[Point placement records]
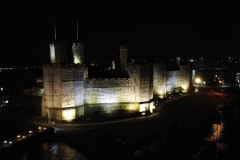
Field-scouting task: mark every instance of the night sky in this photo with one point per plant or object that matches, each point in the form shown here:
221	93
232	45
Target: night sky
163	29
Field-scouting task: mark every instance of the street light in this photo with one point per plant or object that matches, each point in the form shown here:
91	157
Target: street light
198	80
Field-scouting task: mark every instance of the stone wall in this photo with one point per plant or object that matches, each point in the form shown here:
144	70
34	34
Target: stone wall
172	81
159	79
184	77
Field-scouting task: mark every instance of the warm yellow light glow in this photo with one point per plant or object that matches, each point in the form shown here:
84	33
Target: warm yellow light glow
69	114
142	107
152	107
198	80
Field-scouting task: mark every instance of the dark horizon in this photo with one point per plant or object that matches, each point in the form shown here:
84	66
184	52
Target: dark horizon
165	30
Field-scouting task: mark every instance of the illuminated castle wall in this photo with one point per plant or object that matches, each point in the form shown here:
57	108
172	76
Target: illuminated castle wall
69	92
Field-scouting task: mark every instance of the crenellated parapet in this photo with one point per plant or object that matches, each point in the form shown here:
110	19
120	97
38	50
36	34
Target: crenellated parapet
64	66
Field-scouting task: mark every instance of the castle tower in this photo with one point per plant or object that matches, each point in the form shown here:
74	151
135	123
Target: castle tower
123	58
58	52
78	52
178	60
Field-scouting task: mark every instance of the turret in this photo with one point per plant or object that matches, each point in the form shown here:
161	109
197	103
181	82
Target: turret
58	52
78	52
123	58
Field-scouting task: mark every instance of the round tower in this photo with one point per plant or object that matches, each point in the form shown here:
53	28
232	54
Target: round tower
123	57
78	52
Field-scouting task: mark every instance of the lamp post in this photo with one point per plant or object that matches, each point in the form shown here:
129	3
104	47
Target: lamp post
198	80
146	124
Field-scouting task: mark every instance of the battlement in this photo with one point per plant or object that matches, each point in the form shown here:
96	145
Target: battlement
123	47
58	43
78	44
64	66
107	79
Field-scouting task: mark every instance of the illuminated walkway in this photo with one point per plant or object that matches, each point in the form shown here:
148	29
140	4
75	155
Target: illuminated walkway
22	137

*TO DO*
Starting at the line that contains "Field-scouting task: mark every instance of the lamp", quote each remaining line of the entries above, unchanged.

*FULL SOLUTION*
Field-scouting task: mark every instance of the lamp post in this photo with one point per plant or object that matches, each point in the form shown here:
129	3
104	47
Target: lamp post
198	80
146	124
Field-scouting task: mark every instance of the battlement in this photo with one point per plant or object that matches, each point in the form shown here:
96	145
Target: battlement
123	47
58	43
78	44
64	66
107	79
Field-scouting task: mark every instance of the illuminated walkway in this photo with one point per plant or object that matches, each point in the form shown here:
148	29
140	4
75	155
Target: illuminated walkway
22	137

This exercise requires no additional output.